▶ **Excerpt provided**
************
Friday, June 21, 2013

From Desolation to Deliverance: New Autobiographical Article in ONE: The Magazine


WELCOME!

Today's post is an excerpt from a new, long biographical article that is currently appearing in ONE: The Magazine.  You've heard me speak of this online publication before.  It's owned and edited by Shanti Einolander, who's been a leader in this community for quite a long time.  (She's Gangaji's book editor and frequent travel companion, and the actual writer behind Kenny Johnson's The Last Hustle from Non-Duality Press.)  

Shanti wanted me to write an original article about my whole spiritual journey, from when I first became a seeker, and the early days of that journey, on through the days of homelessness and despair as a park bum in Portland, Oregon and on up to the present.  She asked me to put special emphasis on my initial awakening and that journey, which still continues. Of course I couldn't get everything into a 4,000 word article, but the grittiest stuff I've ever put online about those days is in there, as well as the most recent information on that continued clearing.



           FROM DESOLATION TO DELIVERANCE

When alcoholism has stolen your livelihood, your relationships, and your dignity, when you feel that you don’t want to live but neither can you clearly die, nothing short of divine intervention can deliver you from such desolation. That grace arrived for Fred Davis during a stint at a psychiatric hospital in 1982, when a voice inside his head said, simply, “You should study zen.” It was the beginning of an up and down, meandering spiritual path that would one day culminate in a spiritual awakening so sudden and powerful, he’d move “from utter misery to bliss in the blink of an eye.”

It was early autumn of 1998 when I found myself living in Mount Tabor City Park in Portland, Oregon.  Yes, I was living there, in a park, in the bushes, scared and hungry, with blisters on my feet the size of the palm of your hand.  When you’re homeless, the police don’t even want to arrest you.  You’re not worth the trouble.  So they just nudge you along, keeping you moving, moving, always moving.  Not on my beat, buddy.
************
▶ **Exercises to complete**
**A.** Please reproduce the blog post word for word, starting with "Today's post is" and going on through "from Non-Duality Press.)".
**B.** According to the blog post, where was the writer living in early autumn of 1998?

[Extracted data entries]
************
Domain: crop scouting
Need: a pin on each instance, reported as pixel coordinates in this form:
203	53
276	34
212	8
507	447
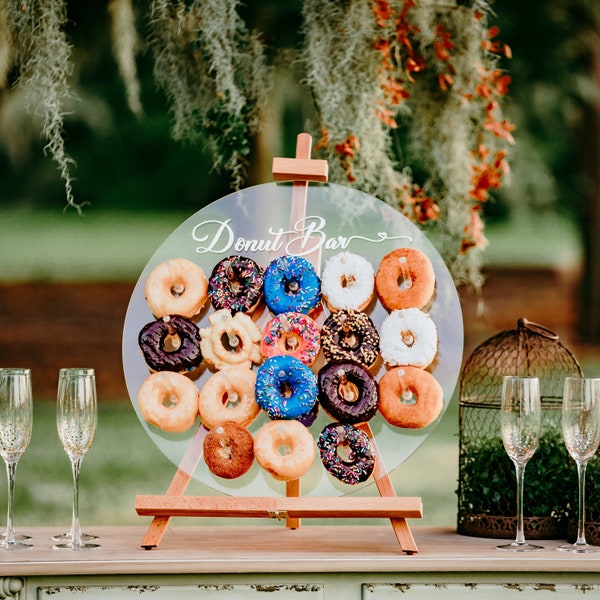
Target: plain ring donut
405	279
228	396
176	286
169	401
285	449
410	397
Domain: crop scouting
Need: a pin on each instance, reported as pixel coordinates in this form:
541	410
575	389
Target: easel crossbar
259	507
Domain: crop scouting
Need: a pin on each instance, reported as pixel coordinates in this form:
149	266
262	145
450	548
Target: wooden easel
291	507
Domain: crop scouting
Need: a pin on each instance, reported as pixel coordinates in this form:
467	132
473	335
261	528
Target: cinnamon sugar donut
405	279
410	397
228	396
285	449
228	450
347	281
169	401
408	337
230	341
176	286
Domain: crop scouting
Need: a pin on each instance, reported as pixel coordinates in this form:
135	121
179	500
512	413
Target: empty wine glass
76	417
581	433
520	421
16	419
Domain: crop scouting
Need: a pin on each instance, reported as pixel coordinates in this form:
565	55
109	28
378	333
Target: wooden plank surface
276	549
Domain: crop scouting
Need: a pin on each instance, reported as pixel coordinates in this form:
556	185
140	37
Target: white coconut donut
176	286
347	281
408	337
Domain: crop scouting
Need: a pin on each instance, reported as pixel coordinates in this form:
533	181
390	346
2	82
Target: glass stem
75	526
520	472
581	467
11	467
************
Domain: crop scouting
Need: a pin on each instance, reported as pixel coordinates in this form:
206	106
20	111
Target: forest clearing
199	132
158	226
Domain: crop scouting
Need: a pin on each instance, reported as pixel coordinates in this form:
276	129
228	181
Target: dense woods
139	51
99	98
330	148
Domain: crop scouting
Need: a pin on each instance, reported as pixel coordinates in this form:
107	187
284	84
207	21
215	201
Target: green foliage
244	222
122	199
************
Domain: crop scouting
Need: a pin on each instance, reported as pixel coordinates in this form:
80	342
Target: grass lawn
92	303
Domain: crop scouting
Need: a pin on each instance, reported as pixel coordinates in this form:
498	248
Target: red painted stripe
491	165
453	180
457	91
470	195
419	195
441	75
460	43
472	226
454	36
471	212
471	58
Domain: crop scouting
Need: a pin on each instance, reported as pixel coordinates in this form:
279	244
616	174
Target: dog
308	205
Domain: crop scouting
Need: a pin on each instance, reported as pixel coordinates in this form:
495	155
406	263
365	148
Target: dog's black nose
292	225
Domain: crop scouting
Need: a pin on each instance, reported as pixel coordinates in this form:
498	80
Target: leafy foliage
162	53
************
▶ **Results for each task**
**A.**
Today's post is an excerpt from a new, long biographical article that is currently appearing in ONE: The Magazine.  You've heard me speak of this online publication before.  It's owned and edited by Shanti Einolander, who's been a leader in this community for quite a long time.  (She's Gangaji's book editor and frequent travel companion, and the actual writer behind Kenny Johnson's The Last Hustle from Non-Duality Press.)

**B.** In Mount Tabor City Park in Portland, Oregon.